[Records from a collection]
★ ★ ★ ★ ★ ★ ★

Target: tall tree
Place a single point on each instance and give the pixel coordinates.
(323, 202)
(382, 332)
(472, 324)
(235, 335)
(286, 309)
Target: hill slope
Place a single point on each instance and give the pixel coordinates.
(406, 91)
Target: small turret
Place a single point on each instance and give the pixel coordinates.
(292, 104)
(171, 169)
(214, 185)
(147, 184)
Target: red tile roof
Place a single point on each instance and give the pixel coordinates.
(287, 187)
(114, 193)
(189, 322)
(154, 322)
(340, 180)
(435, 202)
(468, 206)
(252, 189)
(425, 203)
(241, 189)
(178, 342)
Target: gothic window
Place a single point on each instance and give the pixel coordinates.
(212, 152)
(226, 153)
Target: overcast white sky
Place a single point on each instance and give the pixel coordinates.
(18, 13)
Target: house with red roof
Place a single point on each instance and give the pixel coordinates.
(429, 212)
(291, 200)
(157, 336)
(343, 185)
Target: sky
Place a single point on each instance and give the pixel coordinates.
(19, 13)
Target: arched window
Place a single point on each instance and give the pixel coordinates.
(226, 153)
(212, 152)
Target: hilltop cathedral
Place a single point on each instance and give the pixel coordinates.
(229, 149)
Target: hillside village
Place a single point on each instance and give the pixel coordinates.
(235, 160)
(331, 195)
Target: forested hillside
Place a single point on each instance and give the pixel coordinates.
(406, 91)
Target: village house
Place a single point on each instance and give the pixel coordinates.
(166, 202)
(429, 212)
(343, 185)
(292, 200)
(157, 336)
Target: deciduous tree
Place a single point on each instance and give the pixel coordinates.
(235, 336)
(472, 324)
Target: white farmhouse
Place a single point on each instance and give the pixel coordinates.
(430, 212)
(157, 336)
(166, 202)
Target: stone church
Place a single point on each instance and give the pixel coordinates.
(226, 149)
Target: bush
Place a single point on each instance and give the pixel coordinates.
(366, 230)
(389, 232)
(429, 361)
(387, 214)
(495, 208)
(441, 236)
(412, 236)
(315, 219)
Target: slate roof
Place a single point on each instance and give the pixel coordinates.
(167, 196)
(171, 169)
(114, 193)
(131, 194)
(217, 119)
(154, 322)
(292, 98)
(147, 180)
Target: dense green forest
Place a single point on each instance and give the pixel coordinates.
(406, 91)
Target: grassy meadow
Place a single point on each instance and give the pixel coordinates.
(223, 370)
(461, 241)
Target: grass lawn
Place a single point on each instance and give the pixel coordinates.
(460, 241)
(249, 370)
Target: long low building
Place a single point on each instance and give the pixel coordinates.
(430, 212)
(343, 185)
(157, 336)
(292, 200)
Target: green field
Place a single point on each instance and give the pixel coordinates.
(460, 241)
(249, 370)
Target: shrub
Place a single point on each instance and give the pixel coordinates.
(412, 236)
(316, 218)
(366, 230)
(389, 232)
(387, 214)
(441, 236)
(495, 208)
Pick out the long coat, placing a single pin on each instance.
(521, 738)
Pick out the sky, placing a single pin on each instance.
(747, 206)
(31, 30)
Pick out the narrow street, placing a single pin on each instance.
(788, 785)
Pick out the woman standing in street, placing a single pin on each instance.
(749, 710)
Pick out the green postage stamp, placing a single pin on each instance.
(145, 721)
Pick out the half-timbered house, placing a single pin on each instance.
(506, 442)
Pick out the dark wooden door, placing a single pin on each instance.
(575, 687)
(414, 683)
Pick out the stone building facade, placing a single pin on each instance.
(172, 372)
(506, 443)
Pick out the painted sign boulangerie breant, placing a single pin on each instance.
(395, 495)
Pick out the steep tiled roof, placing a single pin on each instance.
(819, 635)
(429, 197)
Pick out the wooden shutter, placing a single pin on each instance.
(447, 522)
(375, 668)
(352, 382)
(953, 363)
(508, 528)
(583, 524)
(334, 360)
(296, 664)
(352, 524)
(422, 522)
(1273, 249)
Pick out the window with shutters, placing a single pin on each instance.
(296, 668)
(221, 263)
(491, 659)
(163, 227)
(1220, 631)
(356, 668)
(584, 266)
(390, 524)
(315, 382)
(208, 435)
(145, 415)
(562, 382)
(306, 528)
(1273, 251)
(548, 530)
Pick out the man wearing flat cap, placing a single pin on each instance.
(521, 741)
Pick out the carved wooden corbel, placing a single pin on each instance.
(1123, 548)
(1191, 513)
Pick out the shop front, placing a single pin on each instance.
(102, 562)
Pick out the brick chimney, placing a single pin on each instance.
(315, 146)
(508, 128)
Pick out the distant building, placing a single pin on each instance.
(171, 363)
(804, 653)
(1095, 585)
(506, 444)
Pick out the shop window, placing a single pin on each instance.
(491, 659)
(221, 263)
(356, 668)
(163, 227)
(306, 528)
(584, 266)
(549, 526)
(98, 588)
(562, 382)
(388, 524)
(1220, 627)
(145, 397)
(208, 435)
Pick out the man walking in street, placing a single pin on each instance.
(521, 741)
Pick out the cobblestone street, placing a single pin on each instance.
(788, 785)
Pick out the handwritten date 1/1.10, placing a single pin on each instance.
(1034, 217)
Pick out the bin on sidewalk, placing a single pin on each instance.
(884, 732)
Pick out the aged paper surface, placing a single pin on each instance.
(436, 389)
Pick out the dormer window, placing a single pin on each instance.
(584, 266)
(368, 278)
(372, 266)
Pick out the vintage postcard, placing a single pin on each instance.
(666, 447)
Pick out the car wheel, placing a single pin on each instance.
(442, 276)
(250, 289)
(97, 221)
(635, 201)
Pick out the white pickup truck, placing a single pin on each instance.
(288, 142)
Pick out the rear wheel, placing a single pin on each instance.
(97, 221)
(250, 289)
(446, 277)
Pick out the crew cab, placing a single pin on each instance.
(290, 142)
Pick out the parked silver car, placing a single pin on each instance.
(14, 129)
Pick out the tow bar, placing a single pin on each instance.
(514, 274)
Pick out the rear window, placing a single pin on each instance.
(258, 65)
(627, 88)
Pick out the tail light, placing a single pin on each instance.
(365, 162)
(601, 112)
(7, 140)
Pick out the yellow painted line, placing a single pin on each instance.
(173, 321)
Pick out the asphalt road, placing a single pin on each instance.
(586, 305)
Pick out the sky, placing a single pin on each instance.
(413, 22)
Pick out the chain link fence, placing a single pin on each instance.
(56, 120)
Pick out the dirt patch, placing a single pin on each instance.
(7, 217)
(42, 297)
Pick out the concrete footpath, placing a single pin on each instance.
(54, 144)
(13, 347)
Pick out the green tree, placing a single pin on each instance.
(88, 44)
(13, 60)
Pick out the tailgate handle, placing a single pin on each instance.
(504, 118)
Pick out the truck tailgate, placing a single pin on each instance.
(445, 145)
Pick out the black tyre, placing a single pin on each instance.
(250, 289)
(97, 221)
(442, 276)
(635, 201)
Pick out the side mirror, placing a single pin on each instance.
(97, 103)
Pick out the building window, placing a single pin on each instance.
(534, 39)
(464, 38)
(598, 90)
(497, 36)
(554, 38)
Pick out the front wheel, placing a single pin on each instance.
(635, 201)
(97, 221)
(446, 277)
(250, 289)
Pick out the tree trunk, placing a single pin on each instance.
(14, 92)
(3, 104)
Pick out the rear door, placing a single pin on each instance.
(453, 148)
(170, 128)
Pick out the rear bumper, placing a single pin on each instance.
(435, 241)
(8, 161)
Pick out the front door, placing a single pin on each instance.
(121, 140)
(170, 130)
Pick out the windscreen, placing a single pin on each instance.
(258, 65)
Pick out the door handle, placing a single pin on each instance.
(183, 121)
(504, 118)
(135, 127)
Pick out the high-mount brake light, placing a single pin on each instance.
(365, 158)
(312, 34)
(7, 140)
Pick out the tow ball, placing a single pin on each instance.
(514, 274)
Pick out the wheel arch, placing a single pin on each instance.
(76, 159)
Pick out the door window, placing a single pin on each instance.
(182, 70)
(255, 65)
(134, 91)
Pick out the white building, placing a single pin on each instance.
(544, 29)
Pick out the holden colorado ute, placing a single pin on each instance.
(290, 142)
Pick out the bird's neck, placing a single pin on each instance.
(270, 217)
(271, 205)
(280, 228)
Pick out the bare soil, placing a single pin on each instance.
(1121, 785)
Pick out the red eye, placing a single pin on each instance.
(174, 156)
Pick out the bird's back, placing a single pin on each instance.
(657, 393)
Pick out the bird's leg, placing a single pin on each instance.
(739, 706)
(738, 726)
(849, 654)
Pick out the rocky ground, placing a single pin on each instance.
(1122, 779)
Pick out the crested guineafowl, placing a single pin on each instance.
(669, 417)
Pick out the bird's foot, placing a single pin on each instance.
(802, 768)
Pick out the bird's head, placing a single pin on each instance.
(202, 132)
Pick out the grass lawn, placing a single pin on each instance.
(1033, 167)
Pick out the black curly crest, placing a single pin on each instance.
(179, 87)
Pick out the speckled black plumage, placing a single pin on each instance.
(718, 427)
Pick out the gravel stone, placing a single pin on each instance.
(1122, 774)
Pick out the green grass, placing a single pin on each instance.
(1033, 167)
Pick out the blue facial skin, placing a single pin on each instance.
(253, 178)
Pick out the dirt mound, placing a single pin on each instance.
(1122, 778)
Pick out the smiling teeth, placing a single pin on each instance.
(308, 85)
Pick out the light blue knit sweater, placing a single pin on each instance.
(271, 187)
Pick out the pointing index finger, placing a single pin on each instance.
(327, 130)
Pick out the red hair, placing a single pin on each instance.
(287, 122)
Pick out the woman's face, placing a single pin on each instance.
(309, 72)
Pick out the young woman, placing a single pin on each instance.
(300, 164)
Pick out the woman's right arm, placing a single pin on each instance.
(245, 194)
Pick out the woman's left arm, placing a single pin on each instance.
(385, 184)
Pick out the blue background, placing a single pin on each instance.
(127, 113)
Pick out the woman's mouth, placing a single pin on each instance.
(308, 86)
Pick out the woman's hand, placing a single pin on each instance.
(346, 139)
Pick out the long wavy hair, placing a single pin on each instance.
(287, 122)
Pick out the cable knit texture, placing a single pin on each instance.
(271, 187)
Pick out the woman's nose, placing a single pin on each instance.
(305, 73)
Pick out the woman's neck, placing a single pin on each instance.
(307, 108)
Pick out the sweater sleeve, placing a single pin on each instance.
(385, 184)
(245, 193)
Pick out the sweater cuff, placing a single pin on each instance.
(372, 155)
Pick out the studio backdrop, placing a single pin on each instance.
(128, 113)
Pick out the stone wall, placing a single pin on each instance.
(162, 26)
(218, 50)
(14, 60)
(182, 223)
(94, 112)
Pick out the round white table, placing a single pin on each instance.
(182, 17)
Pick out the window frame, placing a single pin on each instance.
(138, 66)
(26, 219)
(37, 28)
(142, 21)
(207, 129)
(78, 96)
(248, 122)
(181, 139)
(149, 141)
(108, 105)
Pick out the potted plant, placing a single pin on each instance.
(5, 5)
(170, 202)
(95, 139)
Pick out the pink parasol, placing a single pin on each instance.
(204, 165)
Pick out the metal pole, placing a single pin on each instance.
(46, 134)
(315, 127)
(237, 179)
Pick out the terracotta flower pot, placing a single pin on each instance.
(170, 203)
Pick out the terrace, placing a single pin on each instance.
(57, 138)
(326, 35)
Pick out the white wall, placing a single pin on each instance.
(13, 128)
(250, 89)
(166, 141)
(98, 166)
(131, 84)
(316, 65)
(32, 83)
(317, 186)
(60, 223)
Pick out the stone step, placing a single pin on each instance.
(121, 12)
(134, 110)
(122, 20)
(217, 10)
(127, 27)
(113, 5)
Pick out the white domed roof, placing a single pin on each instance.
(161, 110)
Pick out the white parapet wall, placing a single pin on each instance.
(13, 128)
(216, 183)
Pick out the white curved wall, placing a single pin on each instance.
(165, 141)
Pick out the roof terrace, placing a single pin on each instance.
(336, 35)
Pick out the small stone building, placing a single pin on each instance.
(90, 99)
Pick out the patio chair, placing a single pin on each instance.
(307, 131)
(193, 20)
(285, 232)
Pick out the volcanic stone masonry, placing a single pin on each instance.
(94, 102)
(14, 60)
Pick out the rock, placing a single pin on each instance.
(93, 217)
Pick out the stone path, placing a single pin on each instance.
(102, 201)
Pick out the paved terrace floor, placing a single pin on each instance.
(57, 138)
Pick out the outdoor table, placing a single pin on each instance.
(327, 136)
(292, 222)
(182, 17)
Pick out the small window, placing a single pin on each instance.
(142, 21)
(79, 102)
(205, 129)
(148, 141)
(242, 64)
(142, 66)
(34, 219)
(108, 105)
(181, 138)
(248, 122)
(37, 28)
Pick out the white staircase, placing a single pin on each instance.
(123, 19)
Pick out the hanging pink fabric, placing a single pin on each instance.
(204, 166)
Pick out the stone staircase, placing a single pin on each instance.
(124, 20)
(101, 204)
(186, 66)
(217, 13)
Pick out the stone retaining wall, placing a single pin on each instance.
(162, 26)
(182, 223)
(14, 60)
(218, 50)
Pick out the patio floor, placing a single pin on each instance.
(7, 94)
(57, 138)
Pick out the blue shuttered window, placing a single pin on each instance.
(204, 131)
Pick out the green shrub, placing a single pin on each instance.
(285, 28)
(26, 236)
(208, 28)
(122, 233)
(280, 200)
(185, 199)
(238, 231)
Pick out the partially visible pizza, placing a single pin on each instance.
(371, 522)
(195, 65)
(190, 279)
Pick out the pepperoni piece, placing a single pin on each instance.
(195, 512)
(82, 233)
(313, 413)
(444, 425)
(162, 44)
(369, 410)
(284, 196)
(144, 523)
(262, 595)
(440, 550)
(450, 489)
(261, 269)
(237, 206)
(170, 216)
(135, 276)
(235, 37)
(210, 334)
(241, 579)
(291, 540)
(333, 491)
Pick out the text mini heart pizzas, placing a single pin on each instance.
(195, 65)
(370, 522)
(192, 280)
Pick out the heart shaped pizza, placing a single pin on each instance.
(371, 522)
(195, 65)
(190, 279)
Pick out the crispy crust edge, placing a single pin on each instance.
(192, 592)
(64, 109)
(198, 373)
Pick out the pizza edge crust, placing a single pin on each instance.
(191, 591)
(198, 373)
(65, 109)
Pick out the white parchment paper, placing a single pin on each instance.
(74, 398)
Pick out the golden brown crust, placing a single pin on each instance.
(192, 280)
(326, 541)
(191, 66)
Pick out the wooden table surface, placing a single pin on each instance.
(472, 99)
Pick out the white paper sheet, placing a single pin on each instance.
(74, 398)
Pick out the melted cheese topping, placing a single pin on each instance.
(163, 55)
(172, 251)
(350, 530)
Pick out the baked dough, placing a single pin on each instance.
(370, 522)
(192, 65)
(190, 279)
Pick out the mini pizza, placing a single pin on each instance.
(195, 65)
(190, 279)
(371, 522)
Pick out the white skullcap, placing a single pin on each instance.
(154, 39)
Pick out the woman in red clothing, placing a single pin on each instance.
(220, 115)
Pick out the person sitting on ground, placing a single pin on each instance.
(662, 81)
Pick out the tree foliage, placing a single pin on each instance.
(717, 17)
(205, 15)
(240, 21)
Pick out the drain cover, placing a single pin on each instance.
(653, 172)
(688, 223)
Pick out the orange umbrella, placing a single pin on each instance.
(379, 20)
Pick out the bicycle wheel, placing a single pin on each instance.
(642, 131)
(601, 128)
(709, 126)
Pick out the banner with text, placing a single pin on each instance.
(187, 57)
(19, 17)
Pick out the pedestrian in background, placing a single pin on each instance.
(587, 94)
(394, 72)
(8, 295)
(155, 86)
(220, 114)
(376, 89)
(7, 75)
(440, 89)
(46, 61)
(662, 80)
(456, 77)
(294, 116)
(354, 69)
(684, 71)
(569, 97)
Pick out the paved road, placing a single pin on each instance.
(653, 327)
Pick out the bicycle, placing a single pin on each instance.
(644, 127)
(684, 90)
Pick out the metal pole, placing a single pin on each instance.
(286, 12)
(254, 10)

★ ★ ★ ★ ★ ★ ★

== What is needed ==
Pull out all lines of the data with the string "village".

== Answer section ==
Target: hillside village
Target: village house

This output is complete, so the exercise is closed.